* Source text *
********************

Peripheral endothelial dysfunction in myalgic encephalomyelitis/chronic fatigue syndrome, 2020, Scherbakov et al

Andy

Retired committee member
Aims

Myalgic encephalomyelitis/chronic fatigue syndrome (ME/CFS) is a complex multisystem disease. Evidence for disturbed vascular regulation comes from various studies showing cerebral hypoperfusion and orthostatic intolerance. The peripheral endothelial dysfunction (ED) has not been sufficiently investigated in patients with ME/CFS. The aim of the present study was to examine peripheral endothelial function in patients with ME/CFS.

Methods and results
Thirty‐five patients [median age 40 (range 18–70) years, mean body mass index 23.8 ± 4.2 kg/m2, 31% male] with ME/CFS were studied for peripheral endothelial function assessed by peripheral arterial tonometry (EndoPAT2000). Clinical diagnosis of ME/CFS was based on Canadian Criteria.

Nine of these patients with elevated antibodies against β2‐adrenergic receptor underwent immunoadsorption, and endothelial function was measured at baseline and 3, 6, and 12 months follow‐up. ED was defined by reactive hyperaemia index ≤1.81. Twenty healthy subjects of similar age and body mass index were used as a control group.

Peripheral ED was found in 18 of 35 patients (51%) with ME/CFS and in 4 healthy subjects (20%, P < 0.05). Patients with ED, in contrast to patients with normal endothelial function, reported more severe disease according to Bell score (31 ± 12 vs. 40 ± 16, P = 0.04), as well as more severe fatigue‐related symptoms (8.62 ± 0.87 vs. 7.75 ± 1.40, P = 0.04) including a higher demand for breaks [9.0 (interquartile range 7.0–10.0) vs. 7.5 (interquartile range 6.0–9.25), P = 0.04]. Peripheral ED showed correlations with more severe immune‐associated symptoms (r = −0.41, P = 0.026), such as sore throat (r = −0.38, P = 0.038) and painful lymph nodes (r = −0.37, P = 0.042), as well as more severe disease according to Bell score (r = 0.41, P = 0.008) and symptom score (r = −0.59, P = 0.005).

********************

* Data to examine *
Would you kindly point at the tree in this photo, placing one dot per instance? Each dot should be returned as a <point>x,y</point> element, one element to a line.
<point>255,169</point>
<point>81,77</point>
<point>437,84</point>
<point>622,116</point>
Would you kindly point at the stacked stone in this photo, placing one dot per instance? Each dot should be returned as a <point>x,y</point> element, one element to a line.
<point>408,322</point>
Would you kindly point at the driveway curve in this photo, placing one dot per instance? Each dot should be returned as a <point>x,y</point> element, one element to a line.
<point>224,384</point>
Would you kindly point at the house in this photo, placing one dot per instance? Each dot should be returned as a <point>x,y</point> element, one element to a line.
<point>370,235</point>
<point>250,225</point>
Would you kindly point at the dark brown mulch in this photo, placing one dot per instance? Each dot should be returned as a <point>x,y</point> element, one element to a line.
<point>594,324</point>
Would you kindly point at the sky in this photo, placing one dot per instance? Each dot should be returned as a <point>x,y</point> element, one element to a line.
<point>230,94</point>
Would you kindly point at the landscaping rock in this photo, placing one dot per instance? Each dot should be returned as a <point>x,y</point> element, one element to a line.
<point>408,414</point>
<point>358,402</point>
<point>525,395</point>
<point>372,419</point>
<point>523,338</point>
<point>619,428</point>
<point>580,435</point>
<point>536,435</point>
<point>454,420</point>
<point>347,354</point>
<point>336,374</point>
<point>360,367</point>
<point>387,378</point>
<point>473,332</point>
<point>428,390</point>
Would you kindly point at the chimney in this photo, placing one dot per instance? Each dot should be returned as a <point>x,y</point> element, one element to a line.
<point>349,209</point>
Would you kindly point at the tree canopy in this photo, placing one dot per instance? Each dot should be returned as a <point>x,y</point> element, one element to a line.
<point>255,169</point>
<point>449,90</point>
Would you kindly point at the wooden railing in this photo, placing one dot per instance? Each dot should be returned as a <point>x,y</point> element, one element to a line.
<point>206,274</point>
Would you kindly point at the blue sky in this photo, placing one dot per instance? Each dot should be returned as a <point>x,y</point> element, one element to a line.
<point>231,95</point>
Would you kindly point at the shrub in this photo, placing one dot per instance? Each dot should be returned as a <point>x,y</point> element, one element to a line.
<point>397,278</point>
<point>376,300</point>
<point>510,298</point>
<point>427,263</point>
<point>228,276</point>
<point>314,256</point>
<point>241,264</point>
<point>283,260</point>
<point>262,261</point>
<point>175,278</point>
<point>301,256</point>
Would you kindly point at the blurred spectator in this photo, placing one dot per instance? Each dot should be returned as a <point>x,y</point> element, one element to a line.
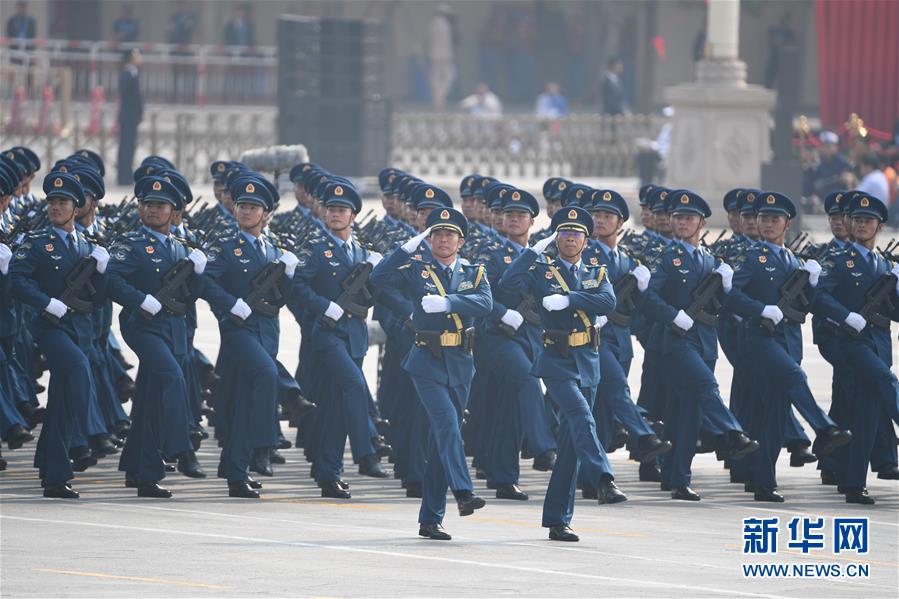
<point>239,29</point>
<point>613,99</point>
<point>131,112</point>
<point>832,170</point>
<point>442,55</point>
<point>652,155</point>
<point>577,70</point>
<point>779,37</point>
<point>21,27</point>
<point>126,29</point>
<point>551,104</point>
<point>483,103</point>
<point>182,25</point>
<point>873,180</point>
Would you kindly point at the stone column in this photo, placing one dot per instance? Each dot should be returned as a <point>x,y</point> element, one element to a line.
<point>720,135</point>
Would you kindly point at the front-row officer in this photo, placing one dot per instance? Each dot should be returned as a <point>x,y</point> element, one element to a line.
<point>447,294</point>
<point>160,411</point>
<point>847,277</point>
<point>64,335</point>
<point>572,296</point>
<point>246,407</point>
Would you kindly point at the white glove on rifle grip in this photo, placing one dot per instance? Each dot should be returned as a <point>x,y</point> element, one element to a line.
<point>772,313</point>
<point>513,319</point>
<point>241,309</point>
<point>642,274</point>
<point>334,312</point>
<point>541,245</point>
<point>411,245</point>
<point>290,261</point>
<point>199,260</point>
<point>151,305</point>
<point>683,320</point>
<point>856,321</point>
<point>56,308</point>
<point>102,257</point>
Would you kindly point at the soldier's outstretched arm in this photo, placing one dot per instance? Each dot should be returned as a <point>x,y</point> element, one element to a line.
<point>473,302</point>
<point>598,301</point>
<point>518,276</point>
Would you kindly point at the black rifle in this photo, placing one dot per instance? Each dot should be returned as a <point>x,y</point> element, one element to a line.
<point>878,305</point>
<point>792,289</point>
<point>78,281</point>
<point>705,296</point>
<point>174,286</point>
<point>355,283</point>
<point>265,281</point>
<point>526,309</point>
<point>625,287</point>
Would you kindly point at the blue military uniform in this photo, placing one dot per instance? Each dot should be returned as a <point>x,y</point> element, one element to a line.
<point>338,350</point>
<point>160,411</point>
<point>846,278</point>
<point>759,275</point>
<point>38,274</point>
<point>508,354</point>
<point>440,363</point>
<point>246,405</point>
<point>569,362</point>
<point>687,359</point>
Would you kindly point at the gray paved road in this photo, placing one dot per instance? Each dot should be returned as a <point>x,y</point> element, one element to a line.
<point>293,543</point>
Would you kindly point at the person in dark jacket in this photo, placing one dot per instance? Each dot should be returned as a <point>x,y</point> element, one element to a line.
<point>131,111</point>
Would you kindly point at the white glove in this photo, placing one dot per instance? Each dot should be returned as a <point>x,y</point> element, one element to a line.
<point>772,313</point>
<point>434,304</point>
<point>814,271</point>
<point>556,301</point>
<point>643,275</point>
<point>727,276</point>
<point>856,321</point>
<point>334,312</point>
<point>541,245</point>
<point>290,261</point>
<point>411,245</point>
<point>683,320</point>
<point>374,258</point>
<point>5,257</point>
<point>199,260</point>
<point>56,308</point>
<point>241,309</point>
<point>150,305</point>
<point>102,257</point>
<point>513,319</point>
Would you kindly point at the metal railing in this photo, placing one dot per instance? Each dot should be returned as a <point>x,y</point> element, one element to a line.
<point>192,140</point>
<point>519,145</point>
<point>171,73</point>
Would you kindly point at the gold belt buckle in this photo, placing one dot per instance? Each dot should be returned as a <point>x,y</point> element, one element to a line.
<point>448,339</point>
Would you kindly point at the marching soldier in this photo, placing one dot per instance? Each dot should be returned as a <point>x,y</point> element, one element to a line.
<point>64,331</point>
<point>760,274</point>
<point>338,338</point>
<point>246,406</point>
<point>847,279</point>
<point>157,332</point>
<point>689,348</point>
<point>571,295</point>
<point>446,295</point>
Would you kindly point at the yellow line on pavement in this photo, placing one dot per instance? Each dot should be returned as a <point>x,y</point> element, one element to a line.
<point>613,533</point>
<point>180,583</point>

********************

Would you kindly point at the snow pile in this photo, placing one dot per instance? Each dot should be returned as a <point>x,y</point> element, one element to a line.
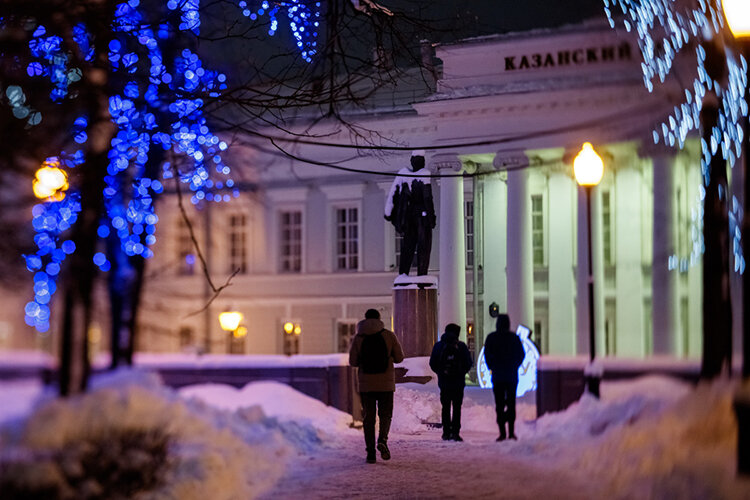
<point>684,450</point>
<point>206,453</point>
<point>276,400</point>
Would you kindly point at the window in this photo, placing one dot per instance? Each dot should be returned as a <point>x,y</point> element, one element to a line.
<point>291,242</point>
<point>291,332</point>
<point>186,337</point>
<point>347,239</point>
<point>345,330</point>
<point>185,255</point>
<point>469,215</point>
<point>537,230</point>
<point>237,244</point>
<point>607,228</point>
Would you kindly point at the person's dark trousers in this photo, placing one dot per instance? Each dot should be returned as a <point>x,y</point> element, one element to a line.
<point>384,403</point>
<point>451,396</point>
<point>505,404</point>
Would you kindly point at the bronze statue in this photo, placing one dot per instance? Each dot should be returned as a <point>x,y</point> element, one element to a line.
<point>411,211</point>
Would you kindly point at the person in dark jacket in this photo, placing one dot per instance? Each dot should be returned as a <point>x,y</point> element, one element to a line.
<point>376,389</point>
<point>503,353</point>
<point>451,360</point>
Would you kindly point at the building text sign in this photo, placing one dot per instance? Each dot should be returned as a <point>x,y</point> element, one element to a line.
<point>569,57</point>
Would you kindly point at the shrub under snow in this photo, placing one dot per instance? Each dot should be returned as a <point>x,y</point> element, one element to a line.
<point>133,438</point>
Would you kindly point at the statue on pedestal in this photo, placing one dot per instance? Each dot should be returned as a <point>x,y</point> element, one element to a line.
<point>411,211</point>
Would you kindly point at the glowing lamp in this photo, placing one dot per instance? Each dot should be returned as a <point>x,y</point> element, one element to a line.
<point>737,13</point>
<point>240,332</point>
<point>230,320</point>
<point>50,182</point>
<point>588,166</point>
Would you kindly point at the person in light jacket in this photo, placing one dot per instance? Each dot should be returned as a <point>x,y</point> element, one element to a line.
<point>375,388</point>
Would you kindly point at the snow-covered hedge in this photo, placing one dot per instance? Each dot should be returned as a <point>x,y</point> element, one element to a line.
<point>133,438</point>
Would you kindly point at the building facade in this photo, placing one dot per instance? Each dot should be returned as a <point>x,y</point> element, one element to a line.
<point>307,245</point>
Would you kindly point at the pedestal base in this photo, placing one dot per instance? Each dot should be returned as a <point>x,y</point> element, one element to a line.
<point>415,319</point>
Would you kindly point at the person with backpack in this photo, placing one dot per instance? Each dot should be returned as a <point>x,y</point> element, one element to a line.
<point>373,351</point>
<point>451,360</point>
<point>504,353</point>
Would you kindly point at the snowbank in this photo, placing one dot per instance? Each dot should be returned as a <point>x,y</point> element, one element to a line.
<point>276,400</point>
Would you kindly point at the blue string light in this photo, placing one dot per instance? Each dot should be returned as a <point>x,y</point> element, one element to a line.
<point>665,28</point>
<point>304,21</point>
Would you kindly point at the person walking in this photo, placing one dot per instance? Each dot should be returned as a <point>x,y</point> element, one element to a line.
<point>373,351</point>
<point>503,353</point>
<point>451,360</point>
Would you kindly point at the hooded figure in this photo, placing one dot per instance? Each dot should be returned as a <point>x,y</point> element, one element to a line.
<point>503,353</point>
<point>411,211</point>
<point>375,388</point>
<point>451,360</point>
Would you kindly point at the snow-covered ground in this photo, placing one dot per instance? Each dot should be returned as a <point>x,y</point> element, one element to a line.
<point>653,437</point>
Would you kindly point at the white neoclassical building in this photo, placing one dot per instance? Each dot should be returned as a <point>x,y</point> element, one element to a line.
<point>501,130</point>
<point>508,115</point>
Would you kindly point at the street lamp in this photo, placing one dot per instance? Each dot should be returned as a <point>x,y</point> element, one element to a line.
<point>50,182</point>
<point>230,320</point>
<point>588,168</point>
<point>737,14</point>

********************

* Problem A *
In the ME/CFS study summary, how many of the 35 patients had peripheral endothelial dysfunction?
* Problem B *
Repeat the part of the ME/CFS study summary that begins at the words "Methods and results" and stops after the words "on Canadian Criteria.".

* Exercise solution A *
18 of the 35 patients (51%).

* Exercise solution B *
Methods and results
Thirty‐five patients [median age 40 (range 18–70) years, mean body mass index 23.8 ± 4.2 kg/m2, 31% male] with ME/CFS were studied for peripheral endothelial function assessed by peripheral arterial tonometry (EndoPAT2000). Clinical diagnosis of ME/CFS was based on Canadian Criteria.